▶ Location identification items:
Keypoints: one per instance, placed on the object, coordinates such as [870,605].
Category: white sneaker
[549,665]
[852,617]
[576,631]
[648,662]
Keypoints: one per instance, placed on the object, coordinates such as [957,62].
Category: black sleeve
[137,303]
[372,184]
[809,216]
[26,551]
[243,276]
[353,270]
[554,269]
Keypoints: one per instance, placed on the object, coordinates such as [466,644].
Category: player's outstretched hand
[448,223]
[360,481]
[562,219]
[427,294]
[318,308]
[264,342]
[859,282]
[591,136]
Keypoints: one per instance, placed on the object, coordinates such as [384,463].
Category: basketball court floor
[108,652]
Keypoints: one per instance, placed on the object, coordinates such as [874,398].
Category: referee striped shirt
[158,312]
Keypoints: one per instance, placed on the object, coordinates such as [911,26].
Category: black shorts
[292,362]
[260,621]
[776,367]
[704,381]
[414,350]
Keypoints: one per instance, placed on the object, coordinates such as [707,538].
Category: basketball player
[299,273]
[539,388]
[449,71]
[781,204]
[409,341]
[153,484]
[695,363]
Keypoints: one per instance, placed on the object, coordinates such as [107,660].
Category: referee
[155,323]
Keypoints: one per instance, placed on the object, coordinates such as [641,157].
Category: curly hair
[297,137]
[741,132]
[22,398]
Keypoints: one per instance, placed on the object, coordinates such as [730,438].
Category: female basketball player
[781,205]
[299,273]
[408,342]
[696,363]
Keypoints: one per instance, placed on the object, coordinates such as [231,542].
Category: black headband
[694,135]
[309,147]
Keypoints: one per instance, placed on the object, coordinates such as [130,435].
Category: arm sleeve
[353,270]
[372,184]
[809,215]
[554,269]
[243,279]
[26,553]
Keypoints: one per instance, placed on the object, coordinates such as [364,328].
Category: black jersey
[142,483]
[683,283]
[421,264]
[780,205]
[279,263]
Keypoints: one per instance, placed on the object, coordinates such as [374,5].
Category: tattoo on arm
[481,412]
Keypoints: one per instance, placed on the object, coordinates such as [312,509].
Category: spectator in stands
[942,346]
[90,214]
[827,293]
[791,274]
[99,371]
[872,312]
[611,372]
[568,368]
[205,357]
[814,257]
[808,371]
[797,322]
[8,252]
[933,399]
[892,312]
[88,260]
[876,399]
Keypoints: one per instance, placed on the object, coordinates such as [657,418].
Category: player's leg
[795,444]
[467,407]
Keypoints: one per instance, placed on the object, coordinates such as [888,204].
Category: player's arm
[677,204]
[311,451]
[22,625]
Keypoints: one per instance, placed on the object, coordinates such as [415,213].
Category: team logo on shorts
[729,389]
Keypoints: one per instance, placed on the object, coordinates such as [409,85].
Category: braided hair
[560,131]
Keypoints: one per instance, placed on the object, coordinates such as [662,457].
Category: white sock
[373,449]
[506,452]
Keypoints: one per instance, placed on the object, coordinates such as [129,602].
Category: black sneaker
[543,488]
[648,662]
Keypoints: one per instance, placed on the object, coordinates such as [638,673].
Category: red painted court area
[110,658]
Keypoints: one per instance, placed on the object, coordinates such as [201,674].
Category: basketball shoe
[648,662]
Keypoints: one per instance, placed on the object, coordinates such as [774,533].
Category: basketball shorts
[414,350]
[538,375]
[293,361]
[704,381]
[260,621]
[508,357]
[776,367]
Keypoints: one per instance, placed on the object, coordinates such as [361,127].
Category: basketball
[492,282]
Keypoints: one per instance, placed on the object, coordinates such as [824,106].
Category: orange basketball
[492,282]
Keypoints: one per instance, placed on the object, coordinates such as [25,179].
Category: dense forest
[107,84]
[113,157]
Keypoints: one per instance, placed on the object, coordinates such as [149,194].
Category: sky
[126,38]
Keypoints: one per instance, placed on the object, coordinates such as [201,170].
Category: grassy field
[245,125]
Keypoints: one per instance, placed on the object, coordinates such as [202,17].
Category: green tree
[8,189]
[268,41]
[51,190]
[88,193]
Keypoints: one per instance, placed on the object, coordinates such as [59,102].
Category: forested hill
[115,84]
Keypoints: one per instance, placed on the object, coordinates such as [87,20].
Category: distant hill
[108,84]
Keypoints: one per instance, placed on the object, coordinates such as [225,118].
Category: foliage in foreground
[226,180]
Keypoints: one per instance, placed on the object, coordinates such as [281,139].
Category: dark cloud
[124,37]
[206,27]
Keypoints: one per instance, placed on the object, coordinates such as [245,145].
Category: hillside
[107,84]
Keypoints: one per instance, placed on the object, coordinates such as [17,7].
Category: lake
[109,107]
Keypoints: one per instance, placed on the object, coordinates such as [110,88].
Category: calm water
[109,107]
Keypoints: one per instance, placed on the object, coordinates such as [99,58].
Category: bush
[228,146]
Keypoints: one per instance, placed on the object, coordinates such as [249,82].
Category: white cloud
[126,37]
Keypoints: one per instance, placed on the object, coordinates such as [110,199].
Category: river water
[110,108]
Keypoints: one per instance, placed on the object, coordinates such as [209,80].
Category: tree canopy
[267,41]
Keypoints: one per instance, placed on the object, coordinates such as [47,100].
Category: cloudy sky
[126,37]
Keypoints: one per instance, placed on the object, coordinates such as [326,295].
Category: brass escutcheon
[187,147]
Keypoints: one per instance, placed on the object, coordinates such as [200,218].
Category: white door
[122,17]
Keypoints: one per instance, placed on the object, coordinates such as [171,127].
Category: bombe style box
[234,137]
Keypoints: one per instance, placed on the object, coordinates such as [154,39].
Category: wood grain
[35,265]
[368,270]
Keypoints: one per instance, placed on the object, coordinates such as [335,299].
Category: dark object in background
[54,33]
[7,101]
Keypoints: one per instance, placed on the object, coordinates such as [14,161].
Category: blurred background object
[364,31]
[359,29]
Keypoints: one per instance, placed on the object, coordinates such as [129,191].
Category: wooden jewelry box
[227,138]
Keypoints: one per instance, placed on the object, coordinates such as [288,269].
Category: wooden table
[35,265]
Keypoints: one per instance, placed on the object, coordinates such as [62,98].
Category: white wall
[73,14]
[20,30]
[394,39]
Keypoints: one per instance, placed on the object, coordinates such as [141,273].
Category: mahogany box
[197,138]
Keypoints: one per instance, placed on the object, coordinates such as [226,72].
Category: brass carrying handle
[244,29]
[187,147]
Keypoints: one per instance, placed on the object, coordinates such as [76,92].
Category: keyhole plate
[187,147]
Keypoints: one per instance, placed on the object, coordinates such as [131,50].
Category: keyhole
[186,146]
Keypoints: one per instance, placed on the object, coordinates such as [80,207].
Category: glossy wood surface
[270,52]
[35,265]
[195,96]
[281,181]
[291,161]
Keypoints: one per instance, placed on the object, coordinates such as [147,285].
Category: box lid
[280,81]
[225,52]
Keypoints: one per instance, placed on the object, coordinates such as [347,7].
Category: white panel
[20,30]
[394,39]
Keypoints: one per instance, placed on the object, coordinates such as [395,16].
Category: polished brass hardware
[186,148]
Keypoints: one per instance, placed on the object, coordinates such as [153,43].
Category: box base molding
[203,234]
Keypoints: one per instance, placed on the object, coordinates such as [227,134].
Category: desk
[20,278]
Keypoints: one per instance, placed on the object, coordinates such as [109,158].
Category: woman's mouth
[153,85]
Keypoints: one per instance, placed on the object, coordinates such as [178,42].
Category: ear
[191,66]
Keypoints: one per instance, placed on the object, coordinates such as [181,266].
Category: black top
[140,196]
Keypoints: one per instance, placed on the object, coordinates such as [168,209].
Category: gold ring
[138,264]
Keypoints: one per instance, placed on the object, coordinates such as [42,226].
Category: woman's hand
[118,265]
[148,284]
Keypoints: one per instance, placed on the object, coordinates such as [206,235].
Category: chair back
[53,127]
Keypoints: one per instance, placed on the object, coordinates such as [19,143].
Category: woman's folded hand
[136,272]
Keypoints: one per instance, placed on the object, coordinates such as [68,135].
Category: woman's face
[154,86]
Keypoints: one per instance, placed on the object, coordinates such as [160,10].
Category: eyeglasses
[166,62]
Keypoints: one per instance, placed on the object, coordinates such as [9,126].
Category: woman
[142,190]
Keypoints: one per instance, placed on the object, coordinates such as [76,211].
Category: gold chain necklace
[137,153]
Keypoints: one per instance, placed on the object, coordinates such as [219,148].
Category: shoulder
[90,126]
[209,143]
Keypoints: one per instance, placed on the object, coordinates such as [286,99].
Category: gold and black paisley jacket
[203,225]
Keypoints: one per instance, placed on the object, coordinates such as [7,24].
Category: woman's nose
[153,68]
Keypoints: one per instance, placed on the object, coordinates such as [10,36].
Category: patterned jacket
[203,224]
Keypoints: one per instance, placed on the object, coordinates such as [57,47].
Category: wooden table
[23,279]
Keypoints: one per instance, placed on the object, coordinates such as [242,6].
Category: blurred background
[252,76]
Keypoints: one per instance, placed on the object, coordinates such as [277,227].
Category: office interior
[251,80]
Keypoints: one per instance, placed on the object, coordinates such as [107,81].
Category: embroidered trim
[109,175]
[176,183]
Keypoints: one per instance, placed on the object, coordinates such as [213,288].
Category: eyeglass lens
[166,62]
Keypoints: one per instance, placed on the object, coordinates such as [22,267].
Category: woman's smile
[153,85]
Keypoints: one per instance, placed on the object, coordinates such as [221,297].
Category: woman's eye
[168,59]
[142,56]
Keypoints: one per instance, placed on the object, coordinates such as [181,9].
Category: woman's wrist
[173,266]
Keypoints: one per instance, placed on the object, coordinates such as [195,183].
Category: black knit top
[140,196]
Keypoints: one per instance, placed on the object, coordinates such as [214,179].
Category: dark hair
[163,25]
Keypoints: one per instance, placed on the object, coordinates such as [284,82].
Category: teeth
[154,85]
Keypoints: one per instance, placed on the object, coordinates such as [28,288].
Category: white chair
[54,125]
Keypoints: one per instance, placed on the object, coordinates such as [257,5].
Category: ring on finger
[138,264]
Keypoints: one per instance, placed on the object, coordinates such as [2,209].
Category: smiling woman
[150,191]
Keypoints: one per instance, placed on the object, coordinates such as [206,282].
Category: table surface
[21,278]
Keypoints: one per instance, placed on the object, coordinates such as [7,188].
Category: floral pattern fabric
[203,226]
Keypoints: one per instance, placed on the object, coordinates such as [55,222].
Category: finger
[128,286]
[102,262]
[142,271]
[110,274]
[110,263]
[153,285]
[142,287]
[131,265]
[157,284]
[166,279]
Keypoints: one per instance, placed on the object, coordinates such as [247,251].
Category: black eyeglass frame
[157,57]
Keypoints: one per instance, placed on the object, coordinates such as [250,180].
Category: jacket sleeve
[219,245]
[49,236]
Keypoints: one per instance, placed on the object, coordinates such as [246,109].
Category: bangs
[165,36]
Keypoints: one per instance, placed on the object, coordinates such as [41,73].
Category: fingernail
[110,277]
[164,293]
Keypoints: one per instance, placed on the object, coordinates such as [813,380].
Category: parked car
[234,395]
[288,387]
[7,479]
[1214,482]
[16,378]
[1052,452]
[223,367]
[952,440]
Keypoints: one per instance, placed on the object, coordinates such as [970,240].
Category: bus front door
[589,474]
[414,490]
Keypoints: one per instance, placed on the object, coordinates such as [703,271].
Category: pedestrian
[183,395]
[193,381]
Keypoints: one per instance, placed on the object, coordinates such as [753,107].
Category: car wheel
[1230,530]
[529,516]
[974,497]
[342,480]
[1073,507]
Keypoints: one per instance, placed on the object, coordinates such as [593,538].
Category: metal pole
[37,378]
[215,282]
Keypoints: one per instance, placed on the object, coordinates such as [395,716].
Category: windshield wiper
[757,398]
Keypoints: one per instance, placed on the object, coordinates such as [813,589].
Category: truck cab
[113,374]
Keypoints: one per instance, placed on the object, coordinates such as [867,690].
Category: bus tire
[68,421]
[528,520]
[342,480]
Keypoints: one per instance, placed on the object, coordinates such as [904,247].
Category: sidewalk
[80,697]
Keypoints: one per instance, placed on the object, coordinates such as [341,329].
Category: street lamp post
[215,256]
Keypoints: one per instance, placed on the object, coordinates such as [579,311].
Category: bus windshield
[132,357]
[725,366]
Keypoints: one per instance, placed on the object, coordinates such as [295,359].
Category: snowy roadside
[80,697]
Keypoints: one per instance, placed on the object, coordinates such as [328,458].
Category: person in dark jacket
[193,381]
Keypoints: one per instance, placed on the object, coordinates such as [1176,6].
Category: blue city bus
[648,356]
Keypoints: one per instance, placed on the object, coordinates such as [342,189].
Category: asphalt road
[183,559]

▶ JOB:
Render the material from the line containing "such as [342,189]." through the end of the material as a Markdown table with two columns, Row (a running number) and Line (the line itself). Leave out any blank lines.

▶ FINISHED ANSWER:
| Row | Line |
|---|---|
| 1 | Keypoints: one per instance, placed on the object, coordinates such as [342,189]. |
| 2 | Category: asphalt road |
| 3 | [183,559] |